======== Supplied entries

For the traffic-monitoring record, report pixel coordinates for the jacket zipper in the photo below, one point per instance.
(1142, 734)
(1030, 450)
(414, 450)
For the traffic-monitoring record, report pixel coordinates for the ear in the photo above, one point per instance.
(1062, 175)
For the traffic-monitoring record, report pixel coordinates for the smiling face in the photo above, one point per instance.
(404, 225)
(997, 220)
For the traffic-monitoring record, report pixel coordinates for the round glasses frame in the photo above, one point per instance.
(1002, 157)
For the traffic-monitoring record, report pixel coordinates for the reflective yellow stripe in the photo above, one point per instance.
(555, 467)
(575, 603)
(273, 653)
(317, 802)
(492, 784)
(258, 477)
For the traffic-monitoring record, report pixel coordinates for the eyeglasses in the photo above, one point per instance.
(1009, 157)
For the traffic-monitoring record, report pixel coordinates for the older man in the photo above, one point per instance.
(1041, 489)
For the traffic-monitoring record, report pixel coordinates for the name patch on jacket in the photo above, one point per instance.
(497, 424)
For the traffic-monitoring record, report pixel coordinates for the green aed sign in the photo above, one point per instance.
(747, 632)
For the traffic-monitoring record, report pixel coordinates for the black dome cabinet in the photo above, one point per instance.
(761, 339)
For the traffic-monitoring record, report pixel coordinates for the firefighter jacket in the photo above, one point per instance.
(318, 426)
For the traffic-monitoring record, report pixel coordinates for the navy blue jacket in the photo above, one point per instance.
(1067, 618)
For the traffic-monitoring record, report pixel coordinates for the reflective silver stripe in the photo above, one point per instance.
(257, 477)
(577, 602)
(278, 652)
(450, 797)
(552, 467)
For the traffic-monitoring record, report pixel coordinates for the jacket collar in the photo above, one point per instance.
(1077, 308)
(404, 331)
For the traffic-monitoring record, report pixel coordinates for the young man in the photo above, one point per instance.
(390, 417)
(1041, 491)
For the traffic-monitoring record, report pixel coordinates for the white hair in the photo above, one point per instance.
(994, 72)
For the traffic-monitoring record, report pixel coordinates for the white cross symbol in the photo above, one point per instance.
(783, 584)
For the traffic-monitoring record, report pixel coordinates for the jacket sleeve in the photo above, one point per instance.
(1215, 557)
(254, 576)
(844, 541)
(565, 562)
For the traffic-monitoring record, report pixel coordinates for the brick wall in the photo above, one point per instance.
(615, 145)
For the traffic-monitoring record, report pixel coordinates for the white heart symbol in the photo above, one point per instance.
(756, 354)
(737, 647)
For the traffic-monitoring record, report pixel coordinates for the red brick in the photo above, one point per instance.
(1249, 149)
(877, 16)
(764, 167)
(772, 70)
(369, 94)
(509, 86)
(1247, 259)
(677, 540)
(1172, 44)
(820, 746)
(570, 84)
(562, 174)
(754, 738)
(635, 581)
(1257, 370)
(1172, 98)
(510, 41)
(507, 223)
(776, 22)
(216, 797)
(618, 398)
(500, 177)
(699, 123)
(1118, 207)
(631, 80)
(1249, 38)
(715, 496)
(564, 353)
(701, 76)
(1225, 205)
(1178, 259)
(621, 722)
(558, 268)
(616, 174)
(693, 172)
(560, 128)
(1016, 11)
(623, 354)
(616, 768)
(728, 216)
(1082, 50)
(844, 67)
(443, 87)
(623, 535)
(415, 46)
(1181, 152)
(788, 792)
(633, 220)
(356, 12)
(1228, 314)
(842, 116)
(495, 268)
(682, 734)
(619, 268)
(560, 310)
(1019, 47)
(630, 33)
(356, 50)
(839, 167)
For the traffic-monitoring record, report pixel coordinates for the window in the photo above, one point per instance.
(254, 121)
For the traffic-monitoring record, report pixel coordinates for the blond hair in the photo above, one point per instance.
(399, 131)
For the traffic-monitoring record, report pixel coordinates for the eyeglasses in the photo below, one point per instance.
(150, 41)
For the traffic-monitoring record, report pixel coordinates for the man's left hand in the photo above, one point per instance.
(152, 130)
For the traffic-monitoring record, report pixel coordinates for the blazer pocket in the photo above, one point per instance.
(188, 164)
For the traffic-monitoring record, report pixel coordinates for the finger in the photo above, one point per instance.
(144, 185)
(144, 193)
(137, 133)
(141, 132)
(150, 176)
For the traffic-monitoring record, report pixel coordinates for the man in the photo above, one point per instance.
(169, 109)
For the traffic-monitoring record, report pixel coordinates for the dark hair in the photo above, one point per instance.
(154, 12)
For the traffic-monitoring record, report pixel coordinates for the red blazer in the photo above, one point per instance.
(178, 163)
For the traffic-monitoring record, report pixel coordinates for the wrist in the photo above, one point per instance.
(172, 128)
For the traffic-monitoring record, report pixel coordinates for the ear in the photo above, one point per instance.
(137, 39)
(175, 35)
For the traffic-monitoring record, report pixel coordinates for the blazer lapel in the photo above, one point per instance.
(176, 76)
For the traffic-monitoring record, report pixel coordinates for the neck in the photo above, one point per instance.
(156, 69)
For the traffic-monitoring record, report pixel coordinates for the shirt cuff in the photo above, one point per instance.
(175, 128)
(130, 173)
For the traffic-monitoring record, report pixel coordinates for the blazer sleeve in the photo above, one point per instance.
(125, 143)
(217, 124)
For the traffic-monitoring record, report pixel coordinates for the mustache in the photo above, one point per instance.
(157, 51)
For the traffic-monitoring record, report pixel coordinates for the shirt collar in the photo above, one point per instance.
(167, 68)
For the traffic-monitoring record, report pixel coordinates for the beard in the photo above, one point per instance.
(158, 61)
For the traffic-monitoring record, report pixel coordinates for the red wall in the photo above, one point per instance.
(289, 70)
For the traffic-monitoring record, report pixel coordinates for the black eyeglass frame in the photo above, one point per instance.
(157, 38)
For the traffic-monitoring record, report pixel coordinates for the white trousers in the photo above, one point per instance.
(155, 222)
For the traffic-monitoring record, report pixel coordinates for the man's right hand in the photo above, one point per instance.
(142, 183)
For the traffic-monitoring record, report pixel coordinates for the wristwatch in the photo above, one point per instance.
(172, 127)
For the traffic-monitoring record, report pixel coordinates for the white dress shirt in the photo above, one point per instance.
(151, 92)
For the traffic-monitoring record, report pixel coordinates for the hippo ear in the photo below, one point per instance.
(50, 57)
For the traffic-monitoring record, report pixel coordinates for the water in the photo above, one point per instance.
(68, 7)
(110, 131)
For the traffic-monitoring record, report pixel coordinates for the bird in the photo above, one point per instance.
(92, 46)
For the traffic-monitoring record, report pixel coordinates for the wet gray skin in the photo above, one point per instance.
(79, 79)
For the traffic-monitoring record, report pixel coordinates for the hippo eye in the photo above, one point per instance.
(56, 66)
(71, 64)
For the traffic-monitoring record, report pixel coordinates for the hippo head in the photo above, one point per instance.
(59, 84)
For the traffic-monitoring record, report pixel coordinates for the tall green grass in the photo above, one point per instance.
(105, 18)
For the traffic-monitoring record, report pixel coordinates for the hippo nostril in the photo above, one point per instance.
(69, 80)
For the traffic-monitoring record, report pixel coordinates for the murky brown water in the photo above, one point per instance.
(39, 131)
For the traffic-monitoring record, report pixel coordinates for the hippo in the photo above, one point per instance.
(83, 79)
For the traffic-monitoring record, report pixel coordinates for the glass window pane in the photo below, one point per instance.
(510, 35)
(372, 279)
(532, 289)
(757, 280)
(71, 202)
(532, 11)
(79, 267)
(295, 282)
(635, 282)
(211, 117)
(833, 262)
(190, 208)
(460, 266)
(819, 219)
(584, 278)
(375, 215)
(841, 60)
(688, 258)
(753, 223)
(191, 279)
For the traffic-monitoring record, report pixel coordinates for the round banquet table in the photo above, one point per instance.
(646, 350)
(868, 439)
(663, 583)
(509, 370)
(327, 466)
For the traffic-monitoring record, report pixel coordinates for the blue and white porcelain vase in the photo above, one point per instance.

================

__What is expected__
Nothing in the data above should change. Please copy it all.

__Result below__
For the traffic-monitoring record, report pixel coordinates for the jacket zipper in the photo below, one point per instance.
(1142, 734)
(1030, 450)
(414, 450)
For the traffic-monitoring record, report pixel coordinates for the ear in the photo above, one point per instance.
(1062, 175)
For the traffic-monitoring record, report pixel coordinates for the smiling face in the photo above, one point per instance.
(404, 225)
(997, 220)
For the traffic-monitoring record, report pixel coordinates for the round glasses frame in the photo above, one point per instance.
(1002, 157)
For the traffic-monitoring record, report pixel coordinates for the reflective yellow stripe in the photo above, one point per instance.
(555, 467)
(575, 603)
(273, 653)
(317, 802)
(492, 784)
(258, 477)
For the traffic-monitoring record, report pixel coordinates for the eyeglasses in the photo above, one point per instance.
(1009, 157)
For the traffic-monitoring record, report pixel coordinates for the older man in the photo above, one point per instance.
(1041, 489)
For the traffic-monitoring record, report pixel coordinates for the name patch on jacket in the photo above, one point per instance.
(497, 424)
For the traffic-monitoring record, report pixel coordinates for the green aed sign in the photo above, one point per instance.
(747, 632)
For the traffic-monitoring record, report pixel coordinates for the black dome cabinet in the photo above, one point per instance.
(761, 339)
For the traffic-monitoring record, report pixel coordinates for the firefighter jacket in the photo above, one point per instance.
(318, 426)
For the traffic-monitoring record, report pixel coordinates for the navy blue jacket in the photo above, one point per instance.
(1067, 618)
For the traffic-monitoring record, report pixel coordinates for the reflective silver stripe in the photo above, one point per instance.
(257, 477)
(577, 602)
(278, 652)
(450, 797)
(552, 467)
For the traffic-monitoring record, report pixel coordinates for the jacket collar in the photo above, one point per instance.
(1077, 308)
(404, 331)
For the traffic-monitoring record, report pixel coordinates for the young man in the photo above, one point per instance.
(390, 417)
(1041, 491)
For the traffic-monitoring record, report pixel coordinates for the white hair in the photo above, one point per instance.
(994, 72)
For the traffic-monitoring record, report pixel coordinates for the white cross symbol in the photo above, one point per instance.
(783, 584)
For the traffic-monitoring record, report pixel coordinates for the jacket sleeve in the photo above, one point per instance.
(1215, 557)
(254, 576)
(844, 541)
(565, 562)
For the traffic-monitoring record, report pixel coordinates for the brick wall in the photo above, one point per instance.
(615, 145)
For the traffic-monitoring record, report pixel coordinates for the white heart symbol in the photo above, one point per instance.
(756, 354)
(737, 647)
For the traffic-monitoring record, report pixel coordinates for the red brick in the photo above, one point per instance.
(1249, 149)
(877, 16)
(764, 167)
(772, 70)
(369, 94)
(509, 86)
(1247, 259)
(677, 540)
(1172, 44)
(820, 746)
(570, 84)
(562, 174)
(754, 738)
(635, 581)
(1257, 370)
(1172, 98)
(510, 41)
(507, 223)
(776, 22)
(216, 797)
(618, 398)
(500, 177)
(699, 123)
(1118, 207)
(631, 80)
(1249, 38)
(715, 496)
(564, 353)
(701, 76)
(1225, 205)
(1178, 259)
(621, 722)
(558, 268)
(616, 174)
(693, 172)
(560, 128)
(1016, 11)
(623, 354)
(616, 768)
(728, 216)
(1082, 50)
(844, 67)
(443, 87)
(623, 535)
(415, 46)
(1181, 152)
(788, 792)
(633, 220)
(356, 12)
(1228, 314)
(842, 116)
(495, 268)
(682, 734)
(619, 268)
(560, 310)
(1019, 47)
(630, 33)
(356, 50)
(839, 167)
For the traffic-monitoring record, report pixel coordinates for the window in the photo above, one point per instance.
(254, 121)
For the traffic-monitoring record, report pixel coordinates for the blond hair in the photo above, one point per instance.
(399, 131)
For the traffic-monitoring record, report pixel coordinates for the eyeglasses in the photo below, one point per instance.
(150, 41)
For the traffic-monitoring record, report pixel coordinates for the man's left hand in the photo above, one point per instance.
(152, 130)
For the traffic-monitoring record, report pixel coordinates for the blazer pocket in the photo above, one point per instance.
(188, 164)
For the traffic-monitoring record, report pixel coordinates for the finger in the photo above, one point per instance.
(144, 185)
(144, 193)
(137, 133)
(141, 132)
(150, 176)
For the traffic-monitoring record, report pixel coordinates for the man in the photo above, one point per instance.
(169, 109)
For the traffic-monitoring record, report pixel coordinates for the dark hair in the photo above, one point per instance.
(154, 12)
For the traffic-monitoring record, report pixel coordinates for the red blazer in the photo above, one point per instance.
(178, 163)
For the traffic-monitoring record, report pixel coordinates for the wrist in the photo above, one point per instance.
(172, 128)
For the traffic-monitoring record, report pixel coordinates for the ear in the photo above, one point per instance.
(137, 39)
(175, 35)
For the traffic-monitoring record, report pixel coordinates for the blazer lapel in the photo above, one point per instance.
(176, 76)
For the traffic-monitoring record, report pixel coordinates for the neck in the photo above, one point per instance.
(156, 69)
For the traffic-monitoring record, report pixel coordinates for the shirt cuff in the photo above, one point per instance.
(175, 128)
(130, 173)
For the traffic-monitoring record, report pixel coordinates for the blazer sleeve in the photo above, one point per instance.
(125, 143)
(217, 124)
For the traffic-monitoring record, report pixel coordinates for the mustache in the photo above, one point per instance.
(157, 51)
For the traffic-monitoring record, report pixel coordinates for the shirt collar in the photo above, one point per instance.
(167, 68)
For the traffic-monitoring record, report pixel coordinates for the beard in the photo above, one point per instance.
(158, 61)
For the traffic-monitoring record, report pixel coordinates for the red wall in the photo above, one point per instance.
(289, 70)
For the traffic-monitoring record, report pixel coordinates for the black eyeglass frame in the photo above, one point per instance.
(157, 38)
For the traffic-monitoring record, report pixel coordinates for the white trousers in the photo above, one point per instance.
(155, 222)
For the traffic-monitoring record, report pixel coordinates for the man's right hand in the photo above, one point per instance.
(142, 183)
For the traffic-monitoring record, report pixel coordinates for the wristwatch in the photo above, one point per instance.
(172, 127)
For the traffic-monitoring record, report pixel coordinates for the white dress shirt in the photo above, one point per instance.
(151, 92)
For the traffic-monitoring record, report pixel coordinates for the hippo ear in the photo below, one point per instance.
(50, 57)
For the traffic-monitoring record, report pixel coordinates for the water in the photo above, one point per instance.
(68, 7)
(110, 131)
For the traffic-monitoring record, report pixel coordinates for the bird in the photo above, one point per instance.
(92, 46)
For the traffic-monitoring record, report pixel coordinates for the wet gray skin in the photo above, one point per instance.
(79, 79)
For the traffic-monitoring record, report pixel coordinates for the hippo eye in the photo above, one point per instance.
(56, 66)
(71, 64)
For the traffic-monitoring record, report pixel coordinates for the hippo head in the photo above, one point per instance.
(59, 84)
For the traffic-monitoring record, report pixel coordinates for the tall green grass in the photo above, one point per instance.
(105, 18)
For the traffic-monitoring record, report pixel coordinates for the hippo nostril in the photo above, one point per instance.
(69, 80)
For the traffic-monitoring record, report pixel coordinates for the murky brown water in the photo above, one point per instance.
(39, 131)
For the traffic-monitoring record, report pixel coordinates for the hippo in the photo above, one point per instance.
(83, 79)
For the traffic-monitoring record, report pixel coordinates for the glass window pane in the photo below, one point per instance.
(510, 35)
(372, 279)
(532, 289)
(757, 280)
(71, 202)
(532, 11)
(79, 267)
(295, 282)
(635, 282)
(211, 117)
(833, 262)
(190, 208)
(460, 266)
(819, 219)
(584, 278)
(375, 215)
(841, 60)
(688, 258)
(753, 223)
(191, 279)
For the traffic-monitoring record, report pixel coordinates for the round banquet table in the photo above, one point per instance.
(646, 350)
(868, 439)
(663, 583)
(509, 370)
(327, 466)
For the traffic-monitoring record, report pixel coordinates for the blue and white porcelain vase in the photo above, one point per instance.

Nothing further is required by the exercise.